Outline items
*-*-*
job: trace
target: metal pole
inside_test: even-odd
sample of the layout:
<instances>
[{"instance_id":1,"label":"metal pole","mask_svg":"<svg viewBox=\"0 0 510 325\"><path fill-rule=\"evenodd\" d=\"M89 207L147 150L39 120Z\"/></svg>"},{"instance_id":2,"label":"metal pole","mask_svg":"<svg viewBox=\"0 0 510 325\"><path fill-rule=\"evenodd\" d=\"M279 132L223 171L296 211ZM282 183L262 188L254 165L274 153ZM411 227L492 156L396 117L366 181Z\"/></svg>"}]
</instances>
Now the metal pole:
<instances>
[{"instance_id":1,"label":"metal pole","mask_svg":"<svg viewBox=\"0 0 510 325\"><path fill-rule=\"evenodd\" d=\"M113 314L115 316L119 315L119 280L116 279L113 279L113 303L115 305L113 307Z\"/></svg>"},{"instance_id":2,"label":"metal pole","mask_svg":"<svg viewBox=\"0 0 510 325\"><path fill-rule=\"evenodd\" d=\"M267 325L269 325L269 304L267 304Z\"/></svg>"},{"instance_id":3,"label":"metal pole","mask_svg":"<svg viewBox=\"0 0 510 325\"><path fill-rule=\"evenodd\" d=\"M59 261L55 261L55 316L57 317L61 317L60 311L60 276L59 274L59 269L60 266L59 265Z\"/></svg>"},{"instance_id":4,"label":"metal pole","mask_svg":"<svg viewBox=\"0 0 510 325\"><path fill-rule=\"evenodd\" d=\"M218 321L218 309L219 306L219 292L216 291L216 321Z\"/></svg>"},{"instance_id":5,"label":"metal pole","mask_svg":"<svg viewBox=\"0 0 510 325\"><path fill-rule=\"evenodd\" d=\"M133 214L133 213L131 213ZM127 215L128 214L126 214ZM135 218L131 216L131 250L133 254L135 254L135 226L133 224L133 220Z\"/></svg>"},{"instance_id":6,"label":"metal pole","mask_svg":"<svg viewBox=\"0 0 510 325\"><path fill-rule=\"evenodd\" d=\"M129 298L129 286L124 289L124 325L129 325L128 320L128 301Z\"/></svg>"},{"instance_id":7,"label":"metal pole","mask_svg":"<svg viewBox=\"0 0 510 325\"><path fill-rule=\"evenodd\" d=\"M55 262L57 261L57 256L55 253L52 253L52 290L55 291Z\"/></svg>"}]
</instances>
*-*-*
[What you will do]:
Format every line in the items above as a JSON list of strings, with one string per line and blank lines omitted.

[Result of this task]:
[
  "job: trace",
  "target: metal pole",
  "inside_test: even-odd",
  "sample of the layout:",
  "<instances>",
  "[{\"instance_id\":1,\"label\":\"metal pole\",\"mask_svg\":\"<svg viewBox=\\\"0 0 510 325\\\"><path fill-rule=\\\"evenodd\\\" d=\\\"M89 207L147 150L39 120Z\\\"/></svg>\"},{\"instance_id\":2,\"label\":\"metal pole\",\"mask_svg\":\"<svg viewBox=\\\"0 0 510 325\\\"><path fill-rule=\\\"evenodd\\\" d=\\\"M279 132L223 171L296 211ZM282 183L262 188L254 165L274 153ZM411 227L492 156L396 117L366 181Z\\\"/></svg>\"}]",
  "</instances>",
  "Now the metal pole:",
  "<instances>",
  "[{\"instance_id\":1,\"label\":\"metal pole\",\"mask_svg\":\"<svg viewBox=\\\"0 0 510 325\\\"><path fill-rule=\\\"evenodd\\\" d=\\\"M113 314L115 316L119 315L119 280L116 279L113 279L113 303L115 305L113 307Z\\\"/></svg>\"},{\"instance_id\":2,\"label\":\"metal pole\",\"mask_svg\":\"<svg viewBox=\\\"0 0 510 325\\\"><path fill-rule=\\\"evenodd\\\" d=\\\"M267 325L269 325L269 304L267 304Z\\\"/></svg>\"},{\"instance_id\":3,\"label\":\"metal pole\",\"mask_svg\":\"<svg viewBox=\\\"0 0 510 325\\\"><path fill-rule=\\\"evenodd\\\" d=\\\"M59 261L55 261L55 316L57 317L61 317L60 311L60 276L59 274L59 269L60 266L59 265Z\\\"/></svg>\"},{\"instance_id\":4,\"label\":\"metal pole\",\"mask_svg\":\"<svg viewBox=\\\"0 0 510 325\\\"><path fill-rule=\\\"evenodd\\\" d=\\\"M218 321L218 309L219 306L219 292L216 291L216 321Z\\\"/></svg>\"},{\"instance_id\":5,\"label\":\"metal pole\",\"mask_svg\":\"<svg viewBox=\\\"0 0 510 325\\\"><path fill-rule=\\\"evenodd\\\" d=\\\"M133 214L133 213L131 213ZM127 215L128 214L126 214ZM135 218L131 216L131 250L133 254L135 254L135 226L133 224L133 220Z\\\"/></svg>\"},{\"instance_id\":6,\"label\":\"metal pole\",\"mask_svg\":\"<svg viewBox=\\\"0 0 510 325\\\"><path fill-rule=\\\"evenodd\\\" d=\\\"M129 298L129 286L124 289L124 325L129 325L128 320L128 301Z\\\"/></svg>\"},{\"instance_id\":7,\"label\":\"metal pole\",\"mask_svg\":\"<svg viewBox=\\\"0 0 510 325\\\"><path fill-rule=\\\"evenodd\\\" d=\\\"M55 262L57 261L57 256L55 253L52 253L52 290L55 291Z\\\"/></svg>\"}]",
  "</instances>"
]